►
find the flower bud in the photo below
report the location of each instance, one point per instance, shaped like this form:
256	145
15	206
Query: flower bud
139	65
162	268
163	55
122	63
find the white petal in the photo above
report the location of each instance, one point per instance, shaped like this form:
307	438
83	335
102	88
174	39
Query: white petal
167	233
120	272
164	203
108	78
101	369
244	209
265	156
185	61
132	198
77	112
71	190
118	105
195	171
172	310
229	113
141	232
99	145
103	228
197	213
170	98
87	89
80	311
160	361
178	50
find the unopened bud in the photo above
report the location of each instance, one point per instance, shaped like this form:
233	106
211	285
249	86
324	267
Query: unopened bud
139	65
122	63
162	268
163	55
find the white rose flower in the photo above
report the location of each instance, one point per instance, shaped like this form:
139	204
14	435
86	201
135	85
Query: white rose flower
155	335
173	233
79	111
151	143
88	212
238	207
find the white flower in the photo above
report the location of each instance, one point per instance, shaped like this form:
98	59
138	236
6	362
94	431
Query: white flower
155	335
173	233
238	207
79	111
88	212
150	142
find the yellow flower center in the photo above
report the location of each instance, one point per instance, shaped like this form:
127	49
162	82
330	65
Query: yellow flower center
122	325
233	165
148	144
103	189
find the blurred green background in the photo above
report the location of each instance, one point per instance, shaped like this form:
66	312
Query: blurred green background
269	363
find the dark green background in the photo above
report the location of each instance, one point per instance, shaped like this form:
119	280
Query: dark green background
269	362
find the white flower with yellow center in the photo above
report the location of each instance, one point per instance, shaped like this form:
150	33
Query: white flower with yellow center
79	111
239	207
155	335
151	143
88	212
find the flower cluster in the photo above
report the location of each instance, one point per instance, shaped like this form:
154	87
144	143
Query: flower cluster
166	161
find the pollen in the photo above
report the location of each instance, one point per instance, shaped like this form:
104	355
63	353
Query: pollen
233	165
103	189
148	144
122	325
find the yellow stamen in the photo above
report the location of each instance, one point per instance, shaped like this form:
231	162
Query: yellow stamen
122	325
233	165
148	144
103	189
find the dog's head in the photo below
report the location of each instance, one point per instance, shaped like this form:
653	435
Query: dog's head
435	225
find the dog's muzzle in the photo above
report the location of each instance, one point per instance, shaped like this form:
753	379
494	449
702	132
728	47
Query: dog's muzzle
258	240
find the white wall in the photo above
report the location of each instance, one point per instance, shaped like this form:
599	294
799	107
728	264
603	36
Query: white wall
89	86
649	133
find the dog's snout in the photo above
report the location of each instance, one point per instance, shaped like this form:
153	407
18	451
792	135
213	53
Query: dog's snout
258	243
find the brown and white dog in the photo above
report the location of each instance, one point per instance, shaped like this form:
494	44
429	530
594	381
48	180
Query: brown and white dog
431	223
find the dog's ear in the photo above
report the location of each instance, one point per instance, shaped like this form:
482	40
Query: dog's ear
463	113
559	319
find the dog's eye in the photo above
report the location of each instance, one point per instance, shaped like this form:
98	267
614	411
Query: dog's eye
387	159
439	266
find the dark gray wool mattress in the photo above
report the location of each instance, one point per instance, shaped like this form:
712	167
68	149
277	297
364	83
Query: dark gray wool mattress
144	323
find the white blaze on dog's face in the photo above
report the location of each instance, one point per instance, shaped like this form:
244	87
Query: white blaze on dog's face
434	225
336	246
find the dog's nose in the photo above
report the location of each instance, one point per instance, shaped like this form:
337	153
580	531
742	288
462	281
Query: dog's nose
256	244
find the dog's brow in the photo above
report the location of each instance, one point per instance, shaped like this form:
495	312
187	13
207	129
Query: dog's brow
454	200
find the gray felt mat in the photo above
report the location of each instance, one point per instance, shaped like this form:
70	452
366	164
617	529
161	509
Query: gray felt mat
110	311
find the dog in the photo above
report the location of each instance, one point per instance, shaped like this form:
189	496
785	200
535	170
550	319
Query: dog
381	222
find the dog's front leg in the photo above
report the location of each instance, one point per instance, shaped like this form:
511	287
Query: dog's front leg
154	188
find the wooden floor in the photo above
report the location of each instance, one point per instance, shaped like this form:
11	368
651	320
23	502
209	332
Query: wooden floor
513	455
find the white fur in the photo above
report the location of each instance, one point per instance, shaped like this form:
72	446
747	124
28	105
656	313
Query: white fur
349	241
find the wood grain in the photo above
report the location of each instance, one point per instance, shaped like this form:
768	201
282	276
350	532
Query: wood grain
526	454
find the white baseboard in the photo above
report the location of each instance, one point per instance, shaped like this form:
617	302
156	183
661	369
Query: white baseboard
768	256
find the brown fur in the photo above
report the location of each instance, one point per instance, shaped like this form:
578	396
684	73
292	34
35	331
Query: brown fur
◄
__ACTION ITEM__: Could you reproduce every record above exactly as it appears?

__REPLY__:
find the flower bud in the photo below
report the location of each instance, one point per instance, shaped like this form:
256	145
15	206
Query: flower bud
139	65
162	268
163	55
122	63
find the white petal in the photo above
report the location of each instance, one point per instance, shaped like this form:
307	438
83	335
102	88
174	39
Query: white petal
167	233
120	272
164	203
108	78
101	369
244	209
265	156
185	61
132	198
77	112
71	190
118	105
195	171
172	310
229	113
141	232
99	145
103	228
197	213
170	98
87	89
80	311
160	361
178	50
find the unopened bud in the photo above
report the location of each instance, one point per instance, shaped like this form:
233	106
211	285
249	86
324	267
Query: unopened bud
139	65
122	63
162	268
163	55
find the white rose flower in the photo above
report the location of each instance, one point per instance, shaped like this form:
139	204
14	435
86	201
135	85
Query: white rose flower
155	335
173	233
79	111
151	143
88	212
238	207
find the white flower in the photo above
report the location of each instance, one point per instance, shaped like this form:
98	59
138	236
6	362
94	431
Query: white flower
155	335
173	233
238	207
79	111
88	212
150	142
find the yellow flower center in the photo above
report the location of each instance, one point per instance, shaped like this form:
127	49
162	82
330	65
Query: yellow flower center
122	325
233	165
148	144
103	189
find the blurred green background in the photo above
report the location of each instance, one point per instance, shaped like this form:
66	312
Query: blurred green background
269	363
find the dark green background in the photo above
report the location of each instance, one point per instance, shaped like this form:
119	280
Query: dark green background
269	362
find the white flower with yellow center in the photo above
report the location of each instance, one point per instance, shaped like this form:
150	33
Query: white flower with yellow center
79	111
239	207
155	335
151	143
88	212
find the flower cluster in the photo above
report the location of each instance, one point per instance, shaped like this form:
154	87
144	143
Query: flower cluster
166	161
find the pollen in the photo above
report the location of each instance, one point per instance, shaped like this form:
104	355
63	353
Query: pollen
233	165
103	189
148	144
122	325
find the yellow stamen in the photo above
report the location of each instance, one point per instance, shaped like this form:
231	162
Query: yellow stamen
122	325
233	165
148	144
103	189
find the dog's head in the photo below
report the location of each instance, one point per instance, shaped like this form:
653	435
Query: dog's head
435	225
find the dog's muzzle in the photo above
report the location of each instance, one point per instance, shaped like this form:
753	379
494	449
702	132
728	47
Query: dog's muzzle
258	240
find the white wall in the photo above
report the location of each instance, one point per instance, shaped like this form:
599	294
799	107
728	264
603	36
Query: white wall
89	86
649	133
find the dog's snout in the photo above
report the location of each instance, one point per instance, shaped like this form:
153	407
18	451
792	135
213	53
Query: dog's snout
258	243
find the brown and white dog in the photo above
report the location of each instance, one point per instance, shaped like this form:
494	44
429	530
594	381
48	180
Query: brown and white dog
431	223
find the dog's ear in the photo above
report the location of each instance, one point per instance, shaped like this form:
482	40
Query: dog's ear
463	113
559	319
find the dog's eye in the photo above
report the location of each instance, one point per instance, shaped like this form:
98	267
614	411
Query: dog's eye
387	159
439	266
find the dark gray wool mattress in the photo above
report the location of each instance, one point per instance, shaped like this form:
712	167
68	149
277	297
364	83
Query: dark gray wool mattress
144	323
find the white blaze on dog's face in the photo above
report the location of each instance, one point per instance, shaped like this form:
244	87
Query: white blaze on dog's face
434	225
336	246
find the dog's nose in the photo above
report the location of each instance, one point per instance, shaped like this form:
337	153
580	531
742	288
462	281
Query: dog's nose
256	244
find the dog's brow in the photo above
report the location of each instance, one point per instance, shaped like this form:
495	312
187	13
207	129
Query: dog's brow
454	200
find the gray felt mat in the photo above
report the location of each instance, one point per instance, shaped like this form:
70	452
366	164
617	529
161	509
Query: gray felt mat
110	311
find the dog in the photo above
report the location of each instance, one point per instance, shaped like this form:
189	496
785	200
535	170
550	319
Query: dog
381	222
find the dog's front leg in the photo above
report the location of each instance, one point per instance, shaped like this form:
511	287
Query: dog's front leg
154	188
find the wooden floor in the photo above
report the location of each instance, one point per instance, shaped like this form:
11	368
651	320
23	502
209	332
Query: wooden floor
513	455
find the white fur in the photo above
report the location of each instance, one point per instance, shaped like this form:
72	446
747	124
28	105
656	313
Query: white fur
349	241
find the wood grain in the photo above
report the location of each instance, one point per instance, shaped like this form:
768	201
282	276
350	532
Query: wood grain
526	454
find the white baseboard in the photo above
report the location of each instance, one point per instance, shaped like this form:
617	302
156	183
661	369
Query: white baseboard
768	256
find the brown fur in the photo above
report the location of each instance, one point per instance, shaped like this form:
578	396
684	73
292	34
35	331
Query: brown fur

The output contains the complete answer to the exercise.